--- Data excerpts ---
----------------

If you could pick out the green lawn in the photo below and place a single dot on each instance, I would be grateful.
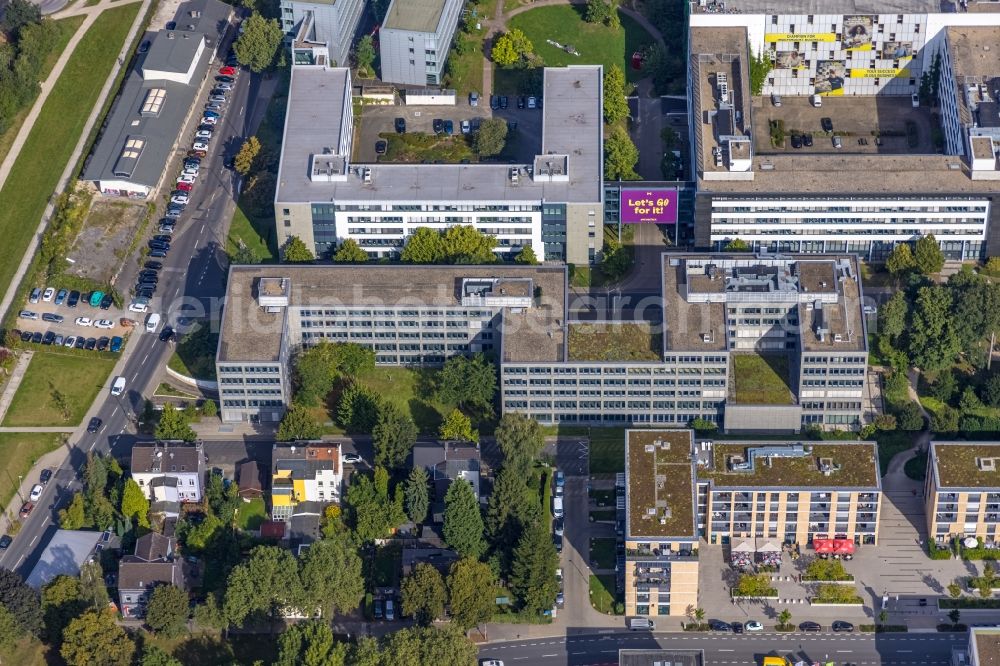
(18, 453)
(602, 593)
(761, 379)
(57, 389)
(66, 27)
(33, 179)
(597, 44)
(251, 514)
(602, 553)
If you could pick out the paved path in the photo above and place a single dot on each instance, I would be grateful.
(90, 14)
(16, 375)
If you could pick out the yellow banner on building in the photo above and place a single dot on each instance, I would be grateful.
(874, 73)
(802, 37)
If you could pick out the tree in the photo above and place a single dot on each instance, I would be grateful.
(520, 440)
(135, 504)
(417, 496)
(533, 572)
(470, 583)
(298, 424)
(468, 381)
(331, 575)
(95, 639)
(526, 256)
(900, 260)
(620, 155)
(174, 424)
(615, 104)
(928, 256)
(154, 655)
(364, 56)
(62, 600)
(72, 517)
(244, 159)
(463, 522)
(296, 252)
(350, 252)
(22, 601)
(491, 137)
(359, 408)
(168, 611)
(267, 582)
(17, 15)
(310, 644)
(458, 427)
(424, 246)
(598, 11)
(260, 40)
(424, 594)
(512, 48)
(393, 436)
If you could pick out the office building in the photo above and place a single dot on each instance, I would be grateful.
(551, 201)
(788, 492)
(962, 491)
(328, 25)
(155, 101)
(304, 477)
(415, 39)
(730, 322)
(840, 150)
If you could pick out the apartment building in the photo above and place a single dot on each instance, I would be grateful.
(304, 477)
(170, 473)
(839, 150)
(552, 201)
(788, 492)
(661, 531)
(415, 39)
(327, 23)
(962, 490)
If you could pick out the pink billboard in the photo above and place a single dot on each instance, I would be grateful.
(648, 206)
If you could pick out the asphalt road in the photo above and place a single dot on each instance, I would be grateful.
(592, 648)
(191, 285)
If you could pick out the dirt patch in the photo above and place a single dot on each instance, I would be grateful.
(107, 235)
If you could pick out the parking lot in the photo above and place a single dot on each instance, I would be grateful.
(523, 141)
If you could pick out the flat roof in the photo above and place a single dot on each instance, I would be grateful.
(857, 461)
(158, 132)
(414, 15)
(957, 464)
(572, 124)
(251, 333)
(659, 477)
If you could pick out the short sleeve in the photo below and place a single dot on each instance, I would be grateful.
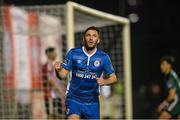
(108, 67)
(67, 64)
(171, 84)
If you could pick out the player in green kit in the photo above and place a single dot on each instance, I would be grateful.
(170, 107)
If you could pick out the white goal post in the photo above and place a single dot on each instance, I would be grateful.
(71, 6)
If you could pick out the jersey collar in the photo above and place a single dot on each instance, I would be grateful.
(89, 55)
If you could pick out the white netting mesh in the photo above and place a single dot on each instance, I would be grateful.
(21, 103)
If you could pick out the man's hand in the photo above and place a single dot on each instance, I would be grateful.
(163, 105)
(57, 66)
(100, 81)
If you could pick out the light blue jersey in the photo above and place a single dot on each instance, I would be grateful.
(85, 69)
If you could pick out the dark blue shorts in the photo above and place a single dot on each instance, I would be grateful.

----------------

--- What you are asked to do ---
For this exercise, return every entry verbatim and omit all pictures.

--- Exercise answer ---
If you could pick out the green lawn in the photo below and place a single dot on each instance, I would be grateful.
(18, 453)
(602, 593)
(761, 379)
(57, 389)
(66, 27)
(33, 179)
(597, 44)
(251, 514)
(602, 553)
If you could pick out the paved path in the photo above and place a single dot on each instance, I would be grateful.
(90, 14)
(16, 375)
If you could pick out the yellow banner on building in the photo above and place a single dot on each instance, I would be grateful.
(874, 73)
(802, 37)
If you could pick out the tree in the photo above and place a single dot on each instance, I would be grateful.
(520, 440)
(135, 504)
(417, 496)
(533, 572)
(470, 583)
(298, 424)
(468, 381)
(331, 575)
(95, 639)
(526, 256)
(900, 260)
(620, 155)
(174, 424)
(615, 104)
(928, 256)
(154, 655)
(364, 56)
(62, 600)
(72, 517)
(244, 159)
(463, 522)
(296, 252)
(350, 252)
(22, 601)
(491, 137)
(359, 408)
(168, 611)
(267, 582)
(17, 15)
(310, 644)
(458, 427)
(424, 246)
(598, 11)
(260, 40)
(424, 594)
(512, 48)
(393, 436)
If you could pick out the office building in the photo above and place a single dot on each instance, I would be grateful.
(551, 201)
(788, 492)
(962, 491)
(328, 25)
(155, 101)
(304, 477)
(415, 39)
(730, 322)
(840, 150)
If you could pick out the apartment building in the photo above and place a single dot on each instance, I would be grateful.
(304, 477)
(170, 473)
(839, 150)
(552, 201)
(788, 492)
(661, 531)
(415, 39)
(327, 23)
(962, 490)
If you could pick out the pink billboard in the photo above and place a single dot on each instance, I would be grateful.
(648, 206)
If you could pick out the asphalt road in the photo above and place a single dot on each instance, I would be grateful.
(592, 648)
(191, 285)
If you could pick out the dirt patch in the photo above and place a single dot on each instance, I would be grateful.
(107, 235)
If you could pick out the parking lot in the photo above and place a single dot on each instance, I would be grateful.
(523, 141)
If you could pick out the flat roof in the photo above and place a single dot on each instance, I would be grateful.
(857, 461)
(158, 132)
(414, 15)
(957, 464)
(572, 124)
(251, 333)
(659, 477)
If you could pick out the short sleeve in the photo below and place a single dot on each instance, I would be grateful.
(108, 67)
(67, 64)
(171, 84)
If you could pick out the player in green kit in the photo above and place a single dot on each instance, I would be grateful.
(170, 107)
If you could pick out the white goal post in the photo above and place a single dot on each instance, I would be grateful.
(71, 6)
If you could pick out the jersey collar in the photo above and place a single dot on each instance, I would be grateful.
(89, 55)
If you could pick out the white netting mesh in the photo above and place a single dot on each instance, I would be grateful.
(21, 103)
If you could pick out the man's hand in the photo above and place a single dot on each instance, I would be grateful.
(163, 105)
(57, 66)
(100, 81)
If you could pick out the light blue jersey in the photo above and place a single dot on each instance, I would be grateful.
(85, 69)
If you could pick out the dark blue shorts in the photo above and place a single dot on each instance, I would be grateful.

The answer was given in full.